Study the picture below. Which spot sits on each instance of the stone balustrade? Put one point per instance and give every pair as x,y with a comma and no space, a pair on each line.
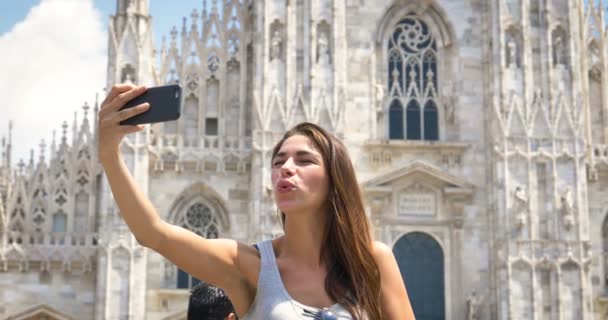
52,239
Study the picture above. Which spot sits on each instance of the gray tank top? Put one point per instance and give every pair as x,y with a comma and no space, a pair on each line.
272,301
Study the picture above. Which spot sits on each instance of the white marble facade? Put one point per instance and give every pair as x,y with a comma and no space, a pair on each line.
480,125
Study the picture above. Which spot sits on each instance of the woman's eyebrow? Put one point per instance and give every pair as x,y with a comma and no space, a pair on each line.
299,153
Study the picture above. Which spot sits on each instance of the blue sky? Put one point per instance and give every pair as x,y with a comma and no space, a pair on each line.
165,14
54,60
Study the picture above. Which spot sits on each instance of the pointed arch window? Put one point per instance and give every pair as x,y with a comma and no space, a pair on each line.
200,219
412,77
60,220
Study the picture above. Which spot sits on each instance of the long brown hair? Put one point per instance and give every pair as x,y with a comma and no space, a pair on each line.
353,279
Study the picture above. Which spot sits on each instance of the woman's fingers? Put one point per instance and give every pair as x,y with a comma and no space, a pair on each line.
130,112
131,129
114,92
121,99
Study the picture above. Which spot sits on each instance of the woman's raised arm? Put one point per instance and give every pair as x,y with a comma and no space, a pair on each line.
222,262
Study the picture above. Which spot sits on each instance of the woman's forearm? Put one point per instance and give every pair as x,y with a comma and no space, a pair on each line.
135,208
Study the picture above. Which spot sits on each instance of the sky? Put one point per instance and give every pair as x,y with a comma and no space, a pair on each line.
54,58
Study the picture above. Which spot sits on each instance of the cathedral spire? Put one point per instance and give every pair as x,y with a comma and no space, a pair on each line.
131,48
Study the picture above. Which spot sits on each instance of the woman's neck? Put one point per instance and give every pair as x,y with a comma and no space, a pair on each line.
303,239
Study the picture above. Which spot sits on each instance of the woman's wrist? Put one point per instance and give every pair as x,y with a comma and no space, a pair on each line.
109,156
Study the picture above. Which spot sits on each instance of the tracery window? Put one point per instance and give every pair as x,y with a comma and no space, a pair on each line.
201,220
412,81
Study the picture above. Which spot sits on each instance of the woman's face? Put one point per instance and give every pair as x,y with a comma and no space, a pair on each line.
298,176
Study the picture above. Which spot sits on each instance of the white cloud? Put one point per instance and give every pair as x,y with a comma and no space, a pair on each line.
50,64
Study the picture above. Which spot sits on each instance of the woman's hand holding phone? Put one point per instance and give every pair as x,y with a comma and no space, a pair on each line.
110,116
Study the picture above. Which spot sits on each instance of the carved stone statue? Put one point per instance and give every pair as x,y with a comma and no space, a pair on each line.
275,45
379,96
559,56
567,208
323,51
512,53
448,100
520,206
473,306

STATED GOAL - Every line from the one containing "the woman's neck?" through the last line of the entries must be written out verbatim, and no other line.

EXERCISE OUTPUT -
Study the picture above. Which spot sits on each instance of the woman's neck? Put one point per instance and give every pair as x,y with a comma and no space, a pair on each line.
303,239
Study the picture above. Which spot sits on each instance of the woman's wrist? Put one point per instance and give every pair as x,y with a comma and no space, a pair on each line.
109,156
Study the picture above. Which spot sits on each instance of the tracery window? Put one point per instance and give every pair as x,y with a comma and no space, a pair on each line.
201,220
412,81
Study the picture above. Which spot sits on each instance of the woman's face? Put one point per instance and give every pair as x,y with a comma and no space, a pair on each line.
298,176
Study the picture above. Which spot sits on each instance of the white cloud? Put one point per instance and give every pair as x,y with a comma and no space, a pair on each line.
50,64
Study the picture above. Which spot sits on each instance of the woman's hand holding phone? Put one point per instance and give every pair as x,y with a comma and no space, a pair on each line.
110,116
Study the picture above. Which spot sits on each instance of the carved stone statue? Put one point per instance and give every pair as x,y with a comma and no space, a pair on each line.
275,45
379,96
559,56
567,208
323,51
512,53
448,100
520,206
473,306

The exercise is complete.